» Recorded data:
※
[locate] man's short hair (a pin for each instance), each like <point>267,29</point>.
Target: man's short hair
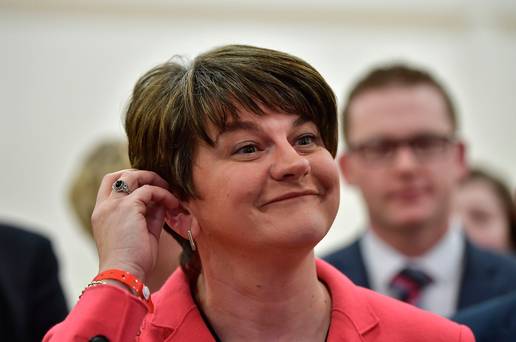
<point>396,75</point>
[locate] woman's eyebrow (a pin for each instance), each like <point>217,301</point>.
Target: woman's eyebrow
<point>238,125</point>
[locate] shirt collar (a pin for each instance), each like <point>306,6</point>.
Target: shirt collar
<point>383,262</point>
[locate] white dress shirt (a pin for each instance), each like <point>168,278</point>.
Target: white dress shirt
<point>443,263</point>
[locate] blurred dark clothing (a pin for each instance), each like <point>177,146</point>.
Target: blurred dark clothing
<point>31,297</point>
<point>494,320</point>
<point>485,275</point>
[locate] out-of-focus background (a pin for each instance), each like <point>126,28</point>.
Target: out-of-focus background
<point>67,69</point>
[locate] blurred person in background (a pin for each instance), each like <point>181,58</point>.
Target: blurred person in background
<point>404,155</point>
<point>484,203</point>
<point>493,320</point>
<point>107,156</point>
<point>31,296</point>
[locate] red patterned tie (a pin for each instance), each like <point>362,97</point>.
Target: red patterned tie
<point>408,284</point>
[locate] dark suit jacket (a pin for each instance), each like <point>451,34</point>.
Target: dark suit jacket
<point>485,274</point>
<point>31,298</point>
<point>494,320</point>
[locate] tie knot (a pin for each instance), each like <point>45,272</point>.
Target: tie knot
<point>408,284</point>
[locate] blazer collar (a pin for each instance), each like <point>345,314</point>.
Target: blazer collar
<point>351,314</point>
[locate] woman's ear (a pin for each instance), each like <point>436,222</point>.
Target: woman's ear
<point>346,168</point>
<point>180,221</point>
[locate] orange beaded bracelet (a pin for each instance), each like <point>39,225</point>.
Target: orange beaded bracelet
<point>129,280</point>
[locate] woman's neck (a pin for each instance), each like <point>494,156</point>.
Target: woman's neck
<point>267,303</point>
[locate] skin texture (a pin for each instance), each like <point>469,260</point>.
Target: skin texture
<point>483,215</point>
<point>269,192</point>
<point>408,200</point>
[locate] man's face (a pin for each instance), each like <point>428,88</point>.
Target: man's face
<point>402,156</point>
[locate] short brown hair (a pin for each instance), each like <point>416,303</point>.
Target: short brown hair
<point>396,75</point>
<point>173,104</point>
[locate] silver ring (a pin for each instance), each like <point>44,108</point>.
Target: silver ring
<point>120,186</point>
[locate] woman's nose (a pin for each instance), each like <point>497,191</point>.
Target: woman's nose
<point>289,164</point>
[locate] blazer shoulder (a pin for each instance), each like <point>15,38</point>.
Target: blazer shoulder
<point>399,321</point>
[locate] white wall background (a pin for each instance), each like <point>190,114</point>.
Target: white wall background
<point>67,68</point>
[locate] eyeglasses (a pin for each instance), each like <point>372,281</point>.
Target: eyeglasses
<point>382,151</point>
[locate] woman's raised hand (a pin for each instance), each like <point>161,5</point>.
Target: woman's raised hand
<point>127,224</point>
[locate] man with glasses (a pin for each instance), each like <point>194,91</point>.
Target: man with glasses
<point>404,155</point>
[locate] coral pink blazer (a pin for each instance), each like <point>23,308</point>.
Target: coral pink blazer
<point>357,314</point>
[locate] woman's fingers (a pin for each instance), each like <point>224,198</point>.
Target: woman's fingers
<point>126,181</point>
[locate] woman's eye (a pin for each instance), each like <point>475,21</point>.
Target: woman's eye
<point>306,140</point>
<point>247,149</point>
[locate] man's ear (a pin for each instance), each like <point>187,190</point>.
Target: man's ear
<point>462,159</point>
<point>181,221</point>
<point>346,168</point>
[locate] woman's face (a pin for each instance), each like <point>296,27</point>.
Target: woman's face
<point>483,215</point>
<point>268,183</point>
※
» Exercise prompt:
Please transcribe only the lines in the records above running from the line that has "Target: dark suit jacket" through the line that has "[locate] blazer shoulder", both included, exactly as they appear.

» Response area:
Target: dark suit jacket
<point>485,274</point>
<point>31,298</point>
<point>494,320</point>
[locate] tie knot (a pin for each instance), each like <point>45,272</point>.
Target: tie knot
<point>408,284</point>
[locate] blazer collar (a pin for each instance), each like <point>345,314</point>.
Target: blazer collar
<point>351,314</point>
[locate] woman's ear (a pin for each instance), each like <point>436,222</point>.
Target: woman's ear
<point>346,168</point>
<point>180,221</point>
[locate] orange beaded bracelet (a pin for each instance), each like <point>39,225</point>.
Target: orange beaded bracelet
<point>129,280</point>
[locate] woman's neck (a pin for each instance), each like <point>494,156</point>.
Target: woman's neck
<point>267,303</point>
[locate] skin texture (a pin for each instance), each like <point>469,260</point>.
Target: skin texture
<point>483,215</point>
<point>269,192</point>
<point>408,200</point>
[locate] man's face (a pin for each instance), each like <point>428,88</point>.
Target: man's face
<point>402,156</point>
[locate] short brown hair (a pin for each instance), each like <point>416,303</point>.
Target: short brown hair
<point>396,75</point>
<point>173,104</point>
[locate] silver ring (a pin for each instance), each like <point>44,108</point>.
Target: silver ring
<point>120,186</point>
[locate] woman's nose (a pin for each instance), each like <point>497,191</point>.
Target: woman's nose
<point>289,164</point>
[locate] blazer shoulder (a pin for each instance), each like <point>15,38</point>.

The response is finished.